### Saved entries
==*==

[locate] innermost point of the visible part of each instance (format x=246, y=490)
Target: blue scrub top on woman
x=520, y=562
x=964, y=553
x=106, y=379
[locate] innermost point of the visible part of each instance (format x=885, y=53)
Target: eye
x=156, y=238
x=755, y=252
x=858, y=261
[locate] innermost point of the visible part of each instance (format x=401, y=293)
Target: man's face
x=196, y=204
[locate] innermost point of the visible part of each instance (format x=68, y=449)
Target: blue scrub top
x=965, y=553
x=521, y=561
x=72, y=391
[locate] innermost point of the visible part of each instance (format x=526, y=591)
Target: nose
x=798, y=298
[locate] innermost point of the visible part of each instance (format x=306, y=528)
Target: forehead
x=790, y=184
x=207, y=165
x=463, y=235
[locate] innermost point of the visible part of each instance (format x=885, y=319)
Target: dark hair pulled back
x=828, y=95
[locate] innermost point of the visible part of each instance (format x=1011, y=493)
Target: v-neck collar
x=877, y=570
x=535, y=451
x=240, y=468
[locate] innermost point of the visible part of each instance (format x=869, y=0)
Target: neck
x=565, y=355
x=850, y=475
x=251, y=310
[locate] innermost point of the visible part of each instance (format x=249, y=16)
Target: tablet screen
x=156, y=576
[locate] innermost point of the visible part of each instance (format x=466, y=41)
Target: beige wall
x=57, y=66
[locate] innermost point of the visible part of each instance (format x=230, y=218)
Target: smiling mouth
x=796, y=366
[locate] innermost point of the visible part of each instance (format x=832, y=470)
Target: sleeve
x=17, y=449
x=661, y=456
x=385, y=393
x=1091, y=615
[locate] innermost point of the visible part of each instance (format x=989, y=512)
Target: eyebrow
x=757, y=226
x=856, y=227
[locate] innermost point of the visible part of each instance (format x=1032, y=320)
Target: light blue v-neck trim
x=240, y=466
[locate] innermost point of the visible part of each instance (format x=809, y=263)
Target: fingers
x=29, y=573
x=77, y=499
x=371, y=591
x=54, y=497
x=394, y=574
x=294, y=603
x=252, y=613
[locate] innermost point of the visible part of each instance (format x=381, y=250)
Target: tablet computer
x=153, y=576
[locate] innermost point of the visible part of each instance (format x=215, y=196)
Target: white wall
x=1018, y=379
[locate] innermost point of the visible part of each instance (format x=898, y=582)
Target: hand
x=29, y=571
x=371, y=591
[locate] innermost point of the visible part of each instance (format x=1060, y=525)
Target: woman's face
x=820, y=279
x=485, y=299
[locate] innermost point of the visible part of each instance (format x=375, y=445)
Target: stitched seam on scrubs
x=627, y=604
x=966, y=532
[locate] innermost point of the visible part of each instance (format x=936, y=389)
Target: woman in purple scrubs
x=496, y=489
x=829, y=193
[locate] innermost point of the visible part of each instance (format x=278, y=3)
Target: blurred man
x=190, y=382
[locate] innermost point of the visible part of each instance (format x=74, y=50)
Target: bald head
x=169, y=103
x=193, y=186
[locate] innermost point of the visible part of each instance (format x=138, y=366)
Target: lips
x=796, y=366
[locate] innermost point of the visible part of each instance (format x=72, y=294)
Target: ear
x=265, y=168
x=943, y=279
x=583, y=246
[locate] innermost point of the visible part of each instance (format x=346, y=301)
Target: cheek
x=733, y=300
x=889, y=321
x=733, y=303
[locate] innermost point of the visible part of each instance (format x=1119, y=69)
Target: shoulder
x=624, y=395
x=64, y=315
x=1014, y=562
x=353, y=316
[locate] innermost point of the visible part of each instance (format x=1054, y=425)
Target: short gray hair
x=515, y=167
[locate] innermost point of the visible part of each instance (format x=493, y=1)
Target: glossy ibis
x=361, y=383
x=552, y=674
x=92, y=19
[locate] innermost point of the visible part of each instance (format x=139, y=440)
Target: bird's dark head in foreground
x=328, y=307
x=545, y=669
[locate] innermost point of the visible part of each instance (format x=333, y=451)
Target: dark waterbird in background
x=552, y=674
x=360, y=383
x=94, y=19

==*==

### ASSIGNMENT
Copy the lines above exactly, beginning at the line that has "Target: white wall" and stopping after the line that has "(format x=375, y=445)", and omit the rest.

### OUTPUT OF THE TASK
Target: white wall
x=1018, y=379
[locate] innermost point of the visible part of each instance (format x=898, y=582)
Target: hand
x=29, y=571
x=371, y=591
[locate] innermost point of the visible part of each instance (format x=1060, y=525)
Target: woman's face
x=820, y=279
x=485, y=299
[locate] innermost point of the visible part of each instance (format x=375, y=445)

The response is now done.